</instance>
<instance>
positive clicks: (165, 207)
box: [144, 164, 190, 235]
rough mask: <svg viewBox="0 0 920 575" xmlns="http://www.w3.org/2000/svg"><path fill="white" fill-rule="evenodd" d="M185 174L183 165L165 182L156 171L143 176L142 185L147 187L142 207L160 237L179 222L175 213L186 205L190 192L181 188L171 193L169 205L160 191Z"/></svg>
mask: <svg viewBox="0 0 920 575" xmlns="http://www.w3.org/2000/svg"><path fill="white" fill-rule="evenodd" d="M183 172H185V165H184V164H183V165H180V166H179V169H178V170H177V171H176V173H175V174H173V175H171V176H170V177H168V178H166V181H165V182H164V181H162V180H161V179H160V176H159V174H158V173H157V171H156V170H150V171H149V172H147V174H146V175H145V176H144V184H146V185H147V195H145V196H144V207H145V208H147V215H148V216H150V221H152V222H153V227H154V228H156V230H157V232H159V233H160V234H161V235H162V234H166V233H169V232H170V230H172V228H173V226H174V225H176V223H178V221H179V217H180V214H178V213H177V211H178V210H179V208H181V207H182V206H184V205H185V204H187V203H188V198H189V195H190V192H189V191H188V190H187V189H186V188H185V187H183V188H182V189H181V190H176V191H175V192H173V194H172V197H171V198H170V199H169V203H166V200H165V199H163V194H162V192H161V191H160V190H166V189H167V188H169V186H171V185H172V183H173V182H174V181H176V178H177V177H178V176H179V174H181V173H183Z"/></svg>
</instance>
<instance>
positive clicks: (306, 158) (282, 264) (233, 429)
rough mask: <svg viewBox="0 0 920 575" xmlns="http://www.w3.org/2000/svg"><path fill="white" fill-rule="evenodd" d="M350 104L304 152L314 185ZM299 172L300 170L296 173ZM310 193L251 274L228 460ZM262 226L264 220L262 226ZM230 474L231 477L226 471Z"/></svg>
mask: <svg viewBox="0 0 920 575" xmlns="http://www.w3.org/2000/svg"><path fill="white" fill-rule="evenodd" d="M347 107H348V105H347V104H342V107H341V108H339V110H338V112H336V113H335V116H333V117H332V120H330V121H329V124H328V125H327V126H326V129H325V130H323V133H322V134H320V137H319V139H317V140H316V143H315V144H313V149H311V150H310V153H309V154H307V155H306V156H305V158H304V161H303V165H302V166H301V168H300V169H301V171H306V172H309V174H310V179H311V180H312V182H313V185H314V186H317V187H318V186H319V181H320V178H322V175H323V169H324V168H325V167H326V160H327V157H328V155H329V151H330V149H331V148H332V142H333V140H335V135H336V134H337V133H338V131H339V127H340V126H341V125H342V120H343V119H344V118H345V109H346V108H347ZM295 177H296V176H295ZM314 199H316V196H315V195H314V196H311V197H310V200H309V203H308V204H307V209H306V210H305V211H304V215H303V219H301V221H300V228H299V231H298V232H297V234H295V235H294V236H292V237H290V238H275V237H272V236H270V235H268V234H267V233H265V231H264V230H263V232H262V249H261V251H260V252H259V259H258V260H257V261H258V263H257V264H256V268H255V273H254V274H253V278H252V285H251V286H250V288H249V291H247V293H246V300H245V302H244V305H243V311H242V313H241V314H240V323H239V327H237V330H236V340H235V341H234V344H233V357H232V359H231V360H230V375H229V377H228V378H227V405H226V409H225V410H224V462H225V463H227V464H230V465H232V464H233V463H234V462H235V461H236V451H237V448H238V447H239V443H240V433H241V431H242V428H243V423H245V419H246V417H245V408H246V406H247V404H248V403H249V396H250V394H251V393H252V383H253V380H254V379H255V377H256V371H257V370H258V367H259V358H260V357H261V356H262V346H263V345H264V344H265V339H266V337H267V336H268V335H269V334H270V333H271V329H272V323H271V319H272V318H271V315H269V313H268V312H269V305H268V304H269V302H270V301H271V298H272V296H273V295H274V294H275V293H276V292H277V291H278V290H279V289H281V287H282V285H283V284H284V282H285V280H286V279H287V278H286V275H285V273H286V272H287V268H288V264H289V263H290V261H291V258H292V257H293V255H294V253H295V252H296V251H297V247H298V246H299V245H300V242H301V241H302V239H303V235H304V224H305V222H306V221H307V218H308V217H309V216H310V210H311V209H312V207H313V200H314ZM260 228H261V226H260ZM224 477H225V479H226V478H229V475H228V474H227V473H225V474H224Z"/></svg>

--------------------

- Your objective
Show each line of the material above that contains the string "positive".

- Result of this task
positive clicks: (165, 207)
positive clicks: (306, 158) (282, 264) (233, 429)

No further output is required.